**WHAT YOU ARE ASKED TO DO:** Please copy exactly the lines from the one containing "If you could pin the person with" to the end of the entries, both included, and nothing else. Omit every picture.

**DATA TO EXAMINE:**
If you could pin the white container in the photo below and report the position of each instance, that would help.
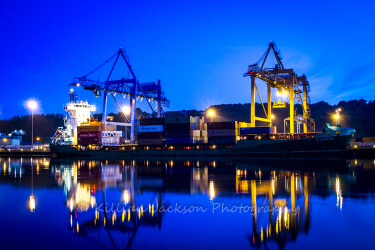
(150, 128)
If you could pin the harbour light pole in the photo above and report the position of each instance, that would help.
(126, 111)
(337, 116)
(211, 113)
(32, 106)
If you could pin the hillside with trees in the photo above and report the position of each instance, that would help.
(358, 114)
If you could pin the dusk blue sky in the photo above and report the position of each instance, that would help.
(198, 49)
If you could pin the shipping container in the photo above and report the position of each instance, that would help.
(88, 128)
(112, 133)
(152, 121)
(177, 127)
(175, 141)
(111, 141)
(258, 130)
(89, 141)
(150, 128)
(89, 134)
(195, 133)
(150, 135)
(204, 133)
(180, 119)
(244, 125)
(221, 132)
(109, 127)
(368, 139)
(146, 142)
(222, 140)
(221, 125)
(203, 119)
(195, 126)
(177, 134)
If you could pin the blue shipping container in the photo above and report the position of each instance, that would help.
(150, 128)
(171, 141)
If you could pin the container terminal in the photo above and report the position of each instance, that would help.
(189, 135)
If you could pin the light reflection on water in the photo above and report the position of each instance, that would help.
(186, 203)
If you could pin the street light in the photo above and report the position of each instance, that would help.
(211, 113)
(32, 106)
(126, 111)
(337, 116)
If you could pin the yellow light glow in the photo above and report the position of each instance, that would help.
(92, 201)
(113, 218)
(32, 203)
(126, 110)
(126, 197)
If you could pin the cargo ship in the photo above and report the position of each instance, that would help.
(195, 136)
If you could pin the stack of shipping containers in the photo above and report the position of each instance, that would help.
(98, 134)
(198, 130)
(257, 130)
(177, 130)
(222, 132)
(150, 131)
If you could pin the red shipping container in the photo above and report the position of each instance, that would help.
(146, 142)
(221, 125)
(89, 134)
(150, 135)
(221, 132)
(89, 141)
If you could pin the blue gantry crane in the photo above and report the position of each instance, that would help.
(130, 87)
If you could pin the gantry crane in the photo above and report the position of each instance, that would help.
(287, 82)
(130, 87)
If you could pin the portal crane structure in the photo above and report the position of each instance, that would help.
(130, 87)
(287, 82)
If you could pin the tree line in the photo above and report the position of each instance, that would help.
(357, 114)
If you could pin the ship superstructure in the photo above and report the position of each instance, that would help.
(78, 112)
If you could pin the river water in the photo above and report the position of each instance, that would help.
(186, 203)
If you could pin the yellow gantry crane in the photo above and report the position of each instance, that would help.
(288, 84)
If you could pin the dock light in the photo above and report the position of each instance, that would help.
(211, 113)
(126, 110)
(337, 116)
(32, 203)
(126, 197)
(32, 105)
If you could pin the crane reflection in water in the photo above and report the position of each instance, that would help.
(119, 197)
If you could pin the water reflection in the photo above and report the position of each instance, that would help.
(115, 197)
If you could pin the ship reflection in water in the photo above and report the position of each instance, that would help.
(186, 203)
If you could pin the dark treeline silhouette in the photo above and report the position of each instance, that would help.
(44, 126)
(358, 114)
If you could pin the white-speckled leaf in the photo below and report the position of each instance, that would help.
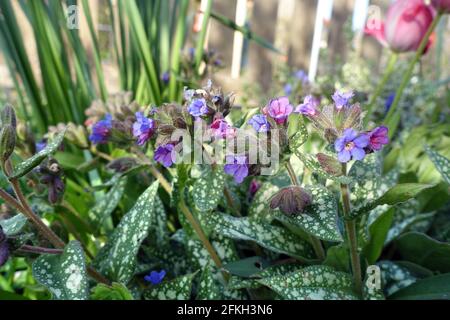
(117, 259)
(177, 289)
(107, 204)
(441, 163)
(26, 166)
(208, 189)
(312, 283)
(268, 236)
(13, 225)
(319, 219)
(64, 275)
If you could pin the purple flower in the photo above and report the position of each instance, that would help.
(143, 128)
(101, 130)
(237, 166)
(198, 108)
(341, 99)
(222, 130)
(40, 145)
(351, 146)
(378, 137)
(308, 107)
(279, 109)
(165, 155)
(155, 277)
(287, 89)
(259, 123)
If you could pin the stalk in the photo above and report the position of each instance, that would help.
(393, 118)
(316, 243)
(350, 227)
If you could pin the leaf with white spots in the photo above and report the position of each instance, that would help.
(271, 237)
(177, 289)
(320, 218)
(14, 225)
(208, 189)
(312, 283)
(441, 163)
(64, 275)
(117, 259)
(26, 166)
(103, 209)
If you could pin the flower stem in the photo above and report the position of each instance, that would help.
(350, 227)
(387, 74)
(316, 243)
(393, 117)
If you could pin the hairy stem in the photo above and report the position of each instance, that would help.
(316, 243)
(350, 227)
(393, 117)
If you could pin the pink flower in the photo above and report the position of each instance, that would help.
(407, 22)
(279, 109)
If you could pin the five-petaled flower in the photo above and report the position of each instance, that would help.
(342, 99)
(198, 108)
(101, 130)
(309, 106)
(143, 128)
(237, 166)
(260, 123)
(155, 277)
(279, 109)
(166, 155)
(351, 146)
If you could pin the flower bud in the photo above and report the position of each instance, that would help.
(8, 116)
(7, 142)
(330, 164)
(291, 200)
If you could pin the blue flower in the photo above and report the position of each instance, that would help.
(260, 123)
(342, 99)
(143, 128)
(351, 146)
(155, 277)
(101, 130)
(198, 108)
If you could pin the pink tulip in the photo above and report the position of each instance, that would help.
(407, 22)
(441, 5)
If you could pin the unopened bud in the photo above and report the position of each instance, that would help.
(7, 142)
(330, 164)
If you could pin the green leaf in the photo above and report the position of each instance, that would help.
(26, 166)
(64, 275)
(107, 204)
(378, 231)
(116, 291)
(433, 288)
(312, 283)
(441, 163)
(208, 189)
(268, 236)
(320, 218)
(208, 286)
(14, 225)
(177, 289)
(398, 194)
(425, 251)
(117, 259)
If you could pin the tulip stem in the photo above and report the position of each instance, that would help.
(350, 227)
(393, 117)
(315, 242)
(387, 74)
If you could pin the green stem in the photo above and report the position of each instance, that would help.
(387, 74)
(316, 243)
(393, 117)
(350, 227)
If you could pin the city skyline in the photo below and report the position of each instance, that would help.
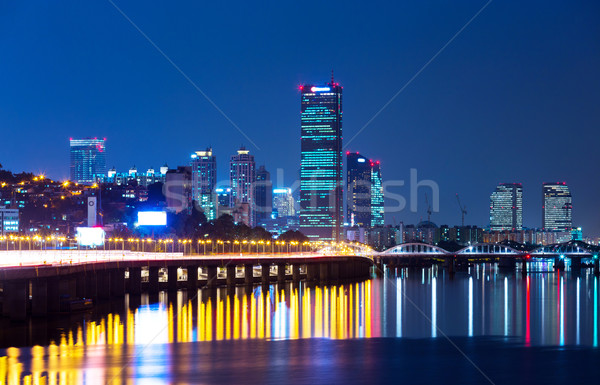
(468, 98)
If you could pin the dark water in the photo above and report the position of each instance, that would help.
(418, 326)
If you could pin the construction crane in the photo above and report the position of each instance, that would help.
(428, 208)
(463, 209)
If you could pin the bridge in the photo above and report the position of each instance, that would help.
(39, 282)
(418, 254)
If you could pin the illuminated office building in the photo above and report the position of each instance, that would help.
(204, 179)
(88, 160)
(242, 176)
(506, 207)
(321, 170)
(556, 211)
(377, 209)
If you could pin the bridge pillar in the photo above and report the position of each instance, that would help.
(192, 282)
(103, 284)
(265, 273)
(312, 272)
(296, 272)
(135, 280)
(172, 278)
(153, 286)
(231, 269)
(324, 272)
(39, 297)
(15, 299)
(117, 282)
(211, 276)
(281, 272)
(248, 274)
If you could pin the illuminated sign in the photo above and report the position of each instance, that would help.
(90, 236)
(152, 218)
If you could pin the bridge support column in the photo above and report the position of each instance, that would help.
(265, 274)
(296, 273)
(153, 287)
(135, 280)
(192, 282)
(15, 300)
(248, 274)
(324, 272)
(211, 276)
(172, 278)
(39, 297)
(231, 269)
(117, 282)
(281, 272)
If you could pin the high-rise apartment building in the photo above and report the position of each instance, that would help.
(242, 176)
(88, 160)
(506, 207)
(263, 198)
(321, 191)
(556, 211)
(204, 179)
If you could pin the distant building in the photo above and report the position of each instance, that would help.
(9, 221)
(88, 160)
(263, 198)
(204, 179)
(242, 177)
(178, 189)
(321, 189)
(556, 211)
(283, 203)
(506, 207)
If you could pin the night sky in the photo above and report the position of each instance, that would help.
(514, 98)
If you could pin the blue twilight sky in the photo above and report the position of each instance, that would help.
(514, 98)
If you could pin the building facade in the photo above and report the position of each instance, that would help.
(263, 198)
(88, 160)
(506, 207)
(242, 175)
(204, 180)
(557, 208)
(321, 190)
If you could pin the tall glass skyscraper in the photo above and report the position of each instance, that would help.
(321, 191)
(377, 209)
(506, 207)
(88, 160)
(204, 179)
(242, 176)
(556, 211)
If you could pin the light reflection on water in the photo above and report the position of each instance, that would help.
(540, 309)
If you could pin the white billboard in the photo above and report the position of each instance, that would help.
(90, 236)
(152, 218)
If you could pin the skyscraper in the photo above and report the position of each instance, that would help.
(377, 207)
(556, 211)
(88, 160)
(204, 179)
(321, 161)
(263, 198)
(506, 207)
(242, 177)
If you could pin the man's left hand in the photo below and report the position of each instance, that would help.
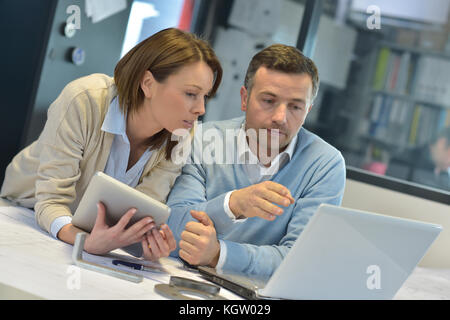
(199, 244)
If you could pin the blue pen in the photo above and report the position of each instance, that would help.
(138, 266)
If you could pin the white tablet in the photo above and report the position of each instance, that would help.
(118, 198)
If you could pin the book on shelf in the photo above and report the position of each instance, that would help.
(393, 71)
(433, 80)
(404, 124)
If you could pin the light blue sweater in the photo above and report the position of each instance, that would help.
(314, 175)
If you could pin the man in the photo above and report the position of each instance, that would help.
(245, 216)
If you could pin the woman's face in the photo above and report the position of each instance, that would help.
(178, 101)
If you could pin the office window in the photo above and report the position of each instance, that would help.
(385, 87)
(150, 16)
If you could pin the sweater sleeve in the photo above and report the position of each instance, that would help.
(62, 144)
(326, 186)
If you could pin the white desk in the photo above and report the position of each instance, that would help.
(33, 264)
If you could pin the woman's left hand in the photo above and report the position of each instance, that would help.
(158, 243)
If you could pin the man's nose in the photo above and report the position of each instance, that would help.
(280, 114)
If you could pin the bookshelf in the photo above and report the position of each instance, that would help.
(409, 99)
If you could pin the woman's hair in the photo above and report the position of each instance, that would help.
(163, 54)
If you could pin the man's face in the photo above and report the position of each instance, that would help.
(277, 100)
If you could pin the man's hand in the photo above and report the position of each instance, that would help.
(199, 244)
(157, 244)
(259, 200)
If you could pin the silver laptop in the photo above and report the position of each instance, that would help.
(341, 254)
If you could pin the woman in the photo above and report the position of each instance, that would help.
(120, 126)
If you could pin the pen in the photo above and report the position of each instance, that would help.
(138, 266)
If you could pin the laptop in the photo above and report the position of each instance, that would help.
(341, 254)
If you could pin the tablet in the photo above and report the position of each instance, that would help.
(118, 198)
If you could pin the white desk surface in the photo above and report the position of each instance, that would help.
(33, 262)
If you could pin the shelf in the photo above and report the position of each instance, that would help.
(416, 50)
(412, 99)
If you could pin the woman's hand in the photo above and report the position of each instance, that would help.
(158, 243)
(104, 238)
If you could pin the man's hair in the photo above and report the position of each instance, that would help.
(283, 58)
(163, 54)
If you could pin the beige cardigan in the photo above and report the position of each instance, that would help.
(53, 173)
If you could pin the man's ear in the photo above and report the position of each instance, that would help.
(147, 83)
(244, 96)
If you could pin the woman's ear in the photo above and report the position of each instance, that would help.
(147, 84)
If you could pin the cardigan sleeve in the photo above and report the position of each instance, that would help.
(62, 144)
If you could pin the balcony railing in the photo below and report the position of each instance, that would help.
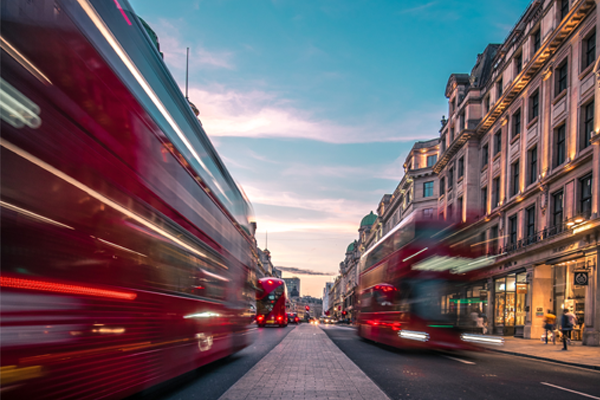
(530, 240)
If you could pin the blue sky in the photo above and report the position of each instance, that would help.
(313, 105)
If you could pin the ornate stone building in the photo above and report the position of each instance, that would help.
(520, 161)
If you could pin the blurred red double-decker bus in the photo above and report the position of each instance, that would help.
(410, 288)
(125, 241)
(271, 296)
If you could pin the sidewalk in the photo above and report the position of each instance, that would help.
(305, 365)
(577, 354)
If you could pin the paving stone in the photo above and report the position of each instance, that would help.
(310, 366)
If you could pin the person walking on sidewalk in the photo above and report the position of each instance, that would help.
(549, 320)
(566, 327)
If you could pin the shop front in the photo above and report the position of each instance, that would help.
(570, 286)
(510, 304)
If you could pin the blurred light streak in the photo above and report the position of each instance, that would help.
(33, 215)
(97, 196)
(120, 247)
(206, 314)
(21, 59)
(414, 335)
(416, 254)
(30, 284)
(16, 109)
(472, 338)
(112, 41)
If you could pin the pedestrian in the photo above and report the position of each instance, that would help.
(566, 327)
(549, 320)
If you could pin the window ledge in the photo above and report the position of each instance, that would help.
(514, 139)
(586, 71)
(559, 96)
(532, 122)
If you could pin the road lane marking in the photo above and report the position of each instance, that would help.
(571, 390)
(459, 360)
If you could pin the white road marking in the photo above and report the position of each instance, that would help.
(570, 390)
(459, 360)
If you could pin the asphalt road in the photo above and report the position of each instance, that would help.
(484, 375)
(211, 381)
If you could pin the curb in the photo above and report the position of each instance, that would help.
(586, 366)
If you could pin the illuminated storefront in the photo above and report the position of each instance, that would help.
(510, 303)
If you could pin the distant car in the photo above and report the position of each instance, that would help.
(293, 318)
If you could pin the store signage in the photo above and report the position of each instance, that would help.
(539, 312)
(581, 278)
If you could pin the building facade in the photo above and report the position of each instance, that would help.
(519, 163)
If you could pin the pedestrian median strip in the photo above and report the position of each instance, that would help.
(571, 391)
(306, 364)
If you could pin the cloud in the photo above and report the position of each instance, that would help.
(260, 114)
(418, 8)
(302, 271)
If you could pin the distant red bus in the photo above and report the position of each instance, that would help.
(409, 288)
(271, 297)
(126, 258)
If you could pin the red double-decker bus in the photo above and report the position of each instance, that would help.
(410, 288)
(125, 248)
(271, 296)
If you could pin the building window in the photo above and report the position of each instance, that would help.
(495, 192)
(431, 160)
(557, 209)
(494, 239)
(499, 87)
(536, 39)
(532, 159)
(484, 200)
(534, 105)
(564, 8)
(497, 142)
(516, 123)
(512, 229)
(561, 77)
(585, 195)
(530, 224)
(428, 189)
(484, 155)
(515, 178)
(560, 147)
(589, 50)
(587, 119)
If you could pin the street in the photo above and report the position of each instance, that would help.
(486, 375)
(399, 374)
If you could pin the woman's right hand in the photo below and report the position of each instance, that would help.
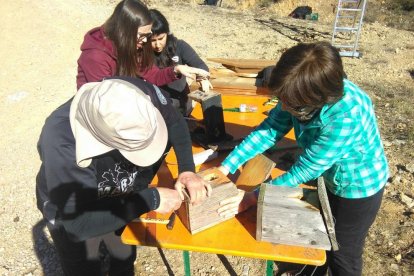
(169, 201)
(223, 170)
(189, 72)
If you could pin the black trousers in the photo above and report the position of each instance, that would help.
(87, 257)
(353, 218)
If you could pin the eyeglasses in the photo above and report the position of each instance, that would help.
(141, 37)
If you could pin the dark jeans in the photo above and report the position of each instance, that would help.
(353, 218)
(86, 257)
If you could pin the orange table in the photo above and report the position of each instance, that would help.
(241, 228)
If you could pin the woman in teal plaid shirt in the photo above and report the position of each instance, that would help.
(335, 125)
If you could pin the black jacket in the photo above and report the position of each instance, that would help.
(112, 191)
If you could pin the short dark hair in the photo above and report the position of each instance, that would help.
(159, 22)
(122, 29)
(308, 75)
(159, 26)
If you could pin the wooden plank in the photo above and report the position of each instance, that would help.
(203, 216)
(243, 63)
(326, 211)
(255, 171)
(239, 86)
(282, 217)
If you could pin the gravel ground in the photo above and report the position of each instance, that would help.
(39, 49)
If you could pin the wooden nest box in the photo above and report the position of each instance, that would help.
(202, 216)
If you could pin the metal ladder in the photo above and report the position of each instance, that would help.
(347, 26)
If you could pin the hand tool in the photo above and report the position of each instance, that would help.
(152, 220)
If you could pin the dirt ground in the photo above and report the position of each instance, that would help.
(38, 53)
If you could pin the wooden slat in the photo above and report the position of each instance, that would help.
(243, 63)
(284, 218)
(256, 171)
(202, 216)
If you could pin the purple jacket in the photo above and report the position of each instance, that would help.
(98, 60)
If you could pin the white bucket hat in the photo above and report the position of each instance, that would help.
(115, 114)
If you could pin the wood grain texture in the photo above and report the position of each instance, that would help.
(243, 63)
(202, 216)
(283, 218)
(256, 171)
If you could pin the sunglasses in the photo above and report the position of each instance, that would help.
(141, 36)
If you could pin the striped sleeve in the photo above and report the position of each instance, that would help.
(271, 130)
(336, 138)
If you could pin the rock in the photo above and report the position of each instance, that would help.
(407, 200)
(410, 167)
(398, 258)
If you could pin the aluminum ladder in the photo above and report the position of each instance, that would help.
(347, 26)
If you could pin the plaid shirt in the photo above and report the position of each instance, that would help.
(342, 143)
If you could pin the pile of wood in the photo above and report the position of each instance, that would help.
(238, 76)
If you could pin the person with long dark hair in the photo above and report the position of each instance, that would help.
(120, 48)
(171, 51)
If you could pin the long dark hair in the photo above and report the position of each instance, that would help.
(160, 26)
(122, 29)
(308, 75)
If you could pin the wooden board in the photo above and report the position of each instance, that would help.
(239, 86)
(283, 218)
(255, 171)
(203, 216)
(244, 65)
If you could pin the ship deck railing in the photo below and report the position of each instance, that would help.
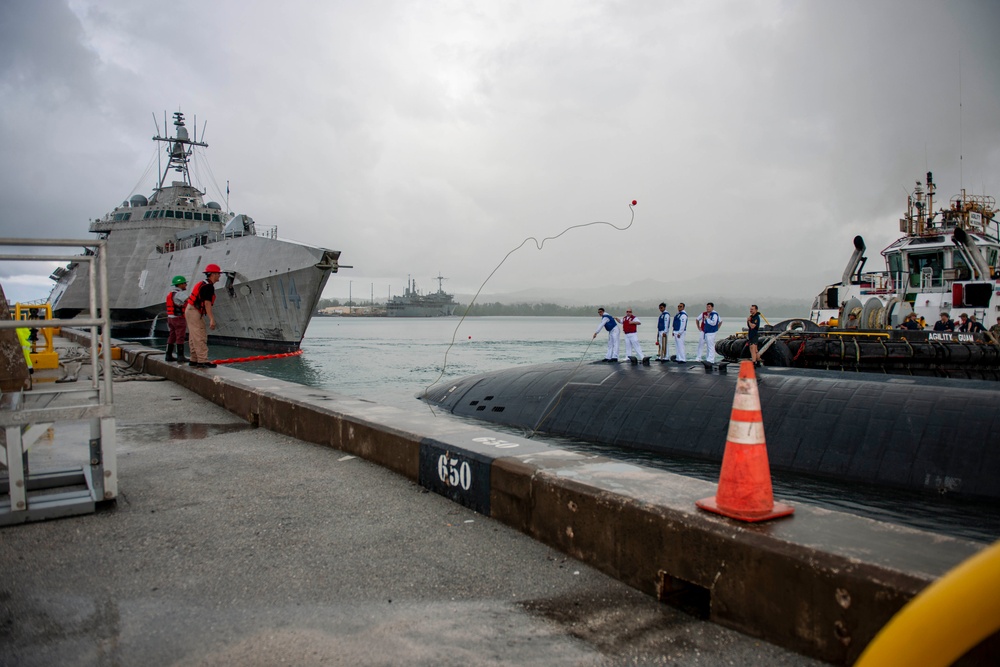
(196, 240)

**SOLUTION FOR THIS TASK:**
If you could pin the person with long dark hair in the photo above and report the position of each instance, that would help.
(120, 48)
(171, 51)
If you could pin the long dark hair in the photo above and report the position of each instance, that would help.
(160, 26)
(122, 29)
(308, 75)
If you could pin the wooden board in the photo above and report the position of each instance, that would help.
(239, 86)
(283, 218)
(255, 171)
(203, 216)
(244, 65)
If you could pin the ship deck railing in the photo below and report the position of each instance, that would help.
(196, 240)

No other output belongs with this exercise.